======== SELECTED EXTRACT
But this year we've seen a few broken bones - and we've still got half the series to go. For the first time ever we had a nasty crash in the women's race too. Sadly the casualty ended up with a triple fractured collar bone.

Even the women's national championships last week were halted for an hour after a pile-up involving 12 riders. Yes, a few of the local girls have had prolonged absences from racing due to significant injuries from bike racing. That's been the downside to the growth in local women's cycling this year.

Furthermore, crashes have not been just confined to road racing. A couple of pile-ups at the track league in Herne Hill Velodrome this season have resulted in riders being left with nasty injuries and no functioning bike. This business is getting very risky and for some, quite costly. Accidents don't just lead to expensive bicycle repair bills, but in some cases, lost earnings from sick notes.

It looks like the growing popularity of cycling racing is resulting in all and sundry taking part. Some folks don't having the required bike handling skills but think they are Lance Armstrong anyway!
Maybe British Cycling also has a part to play in setting up bicycle training programmes - not just training cyclists to commute on the roads safely, but also for those who want to bunch race safely. The drive to get everyone racing is an accident waiting to happen - hell, the accidents are already happening! So how many more accidents are there to be before more is done to upskill would-be road racers? This is definitely an aspect of cycling that needs reviewing.
================
======== EXCERPTED RECORDS
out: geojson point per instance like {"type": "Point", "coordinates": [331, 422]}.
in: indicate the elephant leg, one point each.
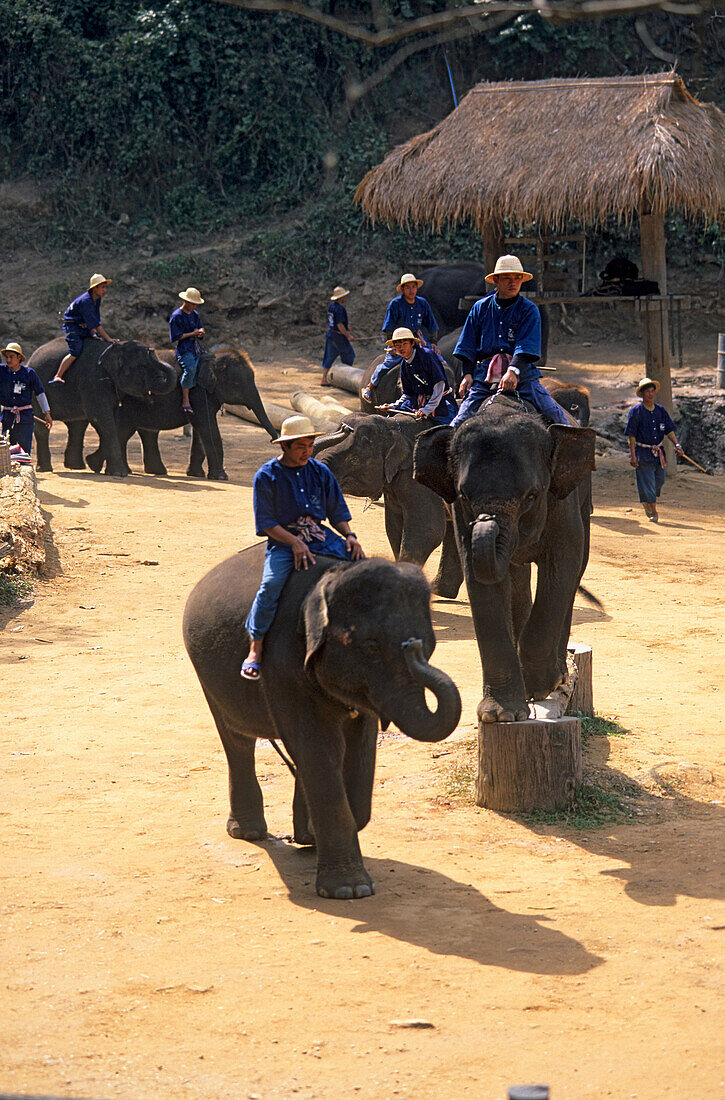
{"type": "Point", "coordinates": [197, 454]}
{"type": "Point", "coordinates": [359, 767]}
{"type": "Point", "coordinates": [394, 527]}
{"type": "Point", "coordinates": [43, 461]}
{"type": "Point", "coordinates": [303, 832]}
{"type": "Point", "coordinates": [152, 460]}
{"type": "Point", "coordinates": [319, 755]}
{"type": "Point", "coordinates": [73, 458]}
{"type": "Point", "coordinates": [449, 578]}
{"type": "Point", "coordinates": [245, 804]}
{"type": "Point", "coordinates": [542, 645]}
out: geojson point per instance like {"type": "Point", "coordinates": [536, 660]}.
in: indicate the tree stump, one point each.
{"type": "Point", "coordinates": [526, 766]}
{"type": "Point", "coordinates": [582, 699]}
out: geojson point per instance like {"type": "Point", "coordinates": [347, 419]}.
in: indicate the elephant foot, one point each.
{"type": "Point", "coordinates": [344, 886]}
{"type": "Point", "coordinates": [491, 710]}
{"type": "Point", "coordinates": [246, 831]}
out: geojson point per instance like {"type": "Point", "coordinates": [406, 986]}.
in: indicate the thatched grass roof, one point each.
{"type": "Point", "coordinates": [551, 150]}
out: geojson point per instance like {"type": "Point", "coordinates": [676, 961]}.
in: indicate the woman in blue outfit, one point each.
{"type": "Point", "coordinates": [83, 320]}
{"type": "Point", "coordinates": [18, 385]}
{"type": "Point", "coordinates": [338, 337]}
{"type": "Point", "coordinates": [647, 426]}
{"type": "Point", "coordinates": [500, 345]}
{"type": "Point", "coordinates": [406, 311]}
{"type": "Point", "coordinates": [185, 330]}
{"type": "Point", "coordinates": [293, 494]}
{"type": "Point", "coordinates": [426, 393]}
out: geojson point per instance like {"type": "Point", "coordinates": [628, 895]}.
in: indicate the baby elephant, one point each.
{"type": "Point", "coordinates": [349, 645]}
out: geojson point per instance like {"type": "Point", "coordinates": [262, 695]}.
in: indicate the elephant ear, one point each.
{"type": "Point", "coordinates": [207, 373]}
{"type": "Point", "coordinates": [430, 464]}
{"type": "Point", "coordinates": [572, 458]}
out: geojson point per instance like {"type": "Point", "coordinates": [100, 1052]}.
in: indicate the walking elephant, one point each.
{"type": "Point", "coordinates": [224, 377]}
{"type": "Point", "coordinates": [103, 376]}
{"type": "Point", "coordinates": [372, 455]}
{"type": "Point", "coordinates": [334, 661]}
{"type": "Point", "coordinates": [519, 493]}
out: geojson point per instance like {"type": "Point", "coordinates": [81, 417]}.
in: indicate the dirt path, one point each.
{"type": "Point", "coordinates": [147, 955]}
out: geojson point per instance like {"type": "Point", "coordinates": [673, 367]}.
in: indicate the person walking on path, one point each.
{"type": "Point", "coordinates": [83, 320]}
{"type": "Point", "coordinates": [186, 331]}
{"type": "Point", "coordinates": [500, 345]}
{"type": "Point", "coordinates": [408, 310]}
{"type": "Point", "coordinates": [293, 495]}
{"type": "Point", "coordinates": [647, 426]}
{"type": "Point", "coordinates": [338, 338]}
{"type": "Point", "coordinates": [426, 392]}
{"type": "Point", "coordinates": [18, 385]}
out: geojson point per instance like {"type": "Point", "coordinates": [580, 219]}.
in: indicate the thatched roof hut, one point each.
{"type": "Point", "coordinates": [547, 151]}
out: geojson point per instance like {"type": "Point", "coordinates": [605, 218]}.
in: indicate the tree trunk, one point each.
{"type": "Point", "coordinates": [526, 766]}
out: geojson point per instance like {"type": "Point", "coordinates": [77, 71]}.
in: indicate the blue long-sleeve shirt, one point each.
{"type": "Point", "coordinates": [489, 329]}
{"type": "Point", "coordinates": [283, 495]}
{"type": "Point", "coordinates": [418, 317]}
{"type": "Point", "coordinates": [85, 311]}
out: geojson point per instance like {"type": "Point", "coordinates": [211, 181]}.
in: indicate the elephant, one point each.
{"type": "Point", "coordinates": [572, 397]}
{"type": "Point", "coordinates": [519, 493]}
{"type": "Point", "coordinates": [349, 645]}
{"type": "Point", "coordinates": [224, 377]}
{"type": "Point", "coordinates": [372, 455]}
{"type": "Point", "coordinates": [102, 377]}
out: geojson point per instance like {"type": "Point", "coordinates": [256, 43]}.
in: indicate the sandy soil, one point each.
{"type": "Point", "coordinates": [146, 955]}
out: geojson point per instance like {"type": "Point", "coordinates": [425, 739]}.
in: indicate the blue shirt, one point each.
{"type": "Point", "coordinates": [180, 322]}
{"type": "Point", "coordinates": [417, 317]}
{"type": "Point", "coordinates": [85, 311]}
{"type": "Point", "coordinates": [17, 388]}
{"type": "Point", "coordinates": [489, 329]}
{"type": "Point", "coordinates": [282, 495]}
{"type": "Point", "coordinates": [336, 315]}
{"type": "Point", "coordinates": [648, 427]}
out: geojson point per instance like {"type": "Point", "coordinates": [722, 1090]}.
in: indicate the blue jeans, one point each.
{"type": "Point", "coordinates": [530, 391]}
{"type": "Point", "coordinates": [189, 363]}
{"type": "Point", "coordinates": [337, 347]}
{"type": "Point", "coordinates": [650, 480]}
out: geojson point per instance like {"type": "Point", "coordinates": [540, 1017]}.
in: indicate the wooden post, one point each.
{"type": "Point", "coordinates": [526, 766]}
{"type": "Point", "coordinates": [582, 697]}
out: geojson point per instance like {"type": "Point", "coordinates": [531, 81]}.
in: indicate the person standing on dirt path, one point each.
{"type": "Point", "coordinates": [647, 426]}
{"type": "Point", "coordinates": [186, 331]}
{"type": "Point", "coordinates": [293, 495]}
{"type": "Point", "coordinates": [83, 320]}
{"type": "Point", "coordinates": [406, 311]}
{"type": "Point", "coordinates": [338, 338]}
{"type": "Point", "coordinates": [18, 385]}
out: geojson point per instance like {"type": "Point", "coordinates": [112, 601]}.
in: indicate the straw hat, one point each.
{"type": "Point", "coordinates": [402, 334]}
{"type": "Point", "coordinates": [647, 382]}
{"type": "Point", "coordinates": [13, 347]}
{"type": "Point", "coordinates": [508, 265]}
{"type": "Point", "coordinates": [408, 278]}
{"type": "Point", "coordinates": [191, 295]}
{"type": "Point", "coordinates": [296, 427]}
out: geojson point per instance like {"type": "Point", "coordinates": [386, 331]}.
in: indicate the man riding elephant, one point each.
{"type": "Point", "coordinates": [83, 320]}
{"type": "Point", "coordinates": [185, 330]}
{"type": "Point", "coordinates": [500, 344]}
{"type": "Point", "coordinates": [410, 311]}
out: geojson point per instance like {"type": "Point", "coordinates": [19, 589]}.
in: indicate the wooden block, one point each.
{"type": "Point", "coordinates": [526, 766]}
{"type": "Point", "coordinates": [582, 697]}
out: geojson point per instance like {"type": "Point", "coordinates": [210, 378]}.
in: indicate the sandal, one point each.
{"type": "Point", "coordinates": [250, 669]}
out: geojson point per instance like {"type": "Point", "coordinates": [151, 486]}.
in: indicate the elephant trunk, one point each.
{"type": "Point", "coordinates": [408, 708]}
{"type": "Point", "coordinates": [491, 550]}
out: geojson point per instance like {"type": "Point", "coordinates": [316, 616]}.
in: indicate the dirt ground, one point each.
{"type": "Point", "coordinates": [147, 955]}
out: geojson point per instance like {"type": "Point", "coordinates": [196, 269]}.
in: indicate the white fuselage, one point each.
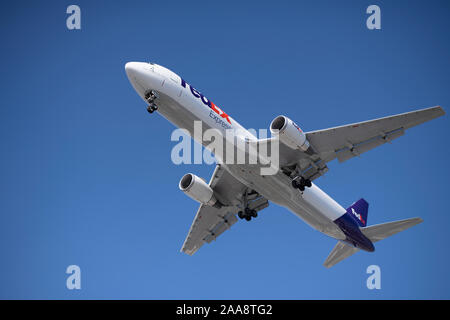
================
Reproduce the full piece on racing crashes word for word. The records have no connection to the text.

But this year we've seen a few broken bones - and we've still got half the series to go. For the first time ever we had a nasty crash in the women's race too. Sadly the casualty ended up with a triple fractured collar bone.

Even the women's national championships last week were halted for an hour after a pile-up involving 12 riders. Yes, a few of the local girls have had prolonged absences from racing due to significant injuries from bike racing. That's been the downside to the growth in local women's cycling this year.

Furthermore, crashes have not been just confined to road racing. A couple of pile-ups at the track league in Herne Hill Velodrome this season have resulted in riders being left with nasty injuries and no functioning bike. This business is getting very risky and for some, quite costly. Accidents don't just lead to expensive bicycle repair bills, but in some cases, lost earnings from sick notes.

It looks like the growing popularity of cycling racing is resulting in all and sundry taking part. Some folks don't having the required bike handling skills but think they are Lance Armstrong anyway!
Maybe British Cycling also has a part to play in setting up bicycle training programmes - not just training cyclists to commute on the roads safely, but also for those who want to bunch race safely. The drive to get everyone racing is an accident waiting to happen - hell, the accidents are already happening! So how many more accidents are there to be before more is done to upskill would-be road racers? This is definitely an aspect of cycling that needs reviewing.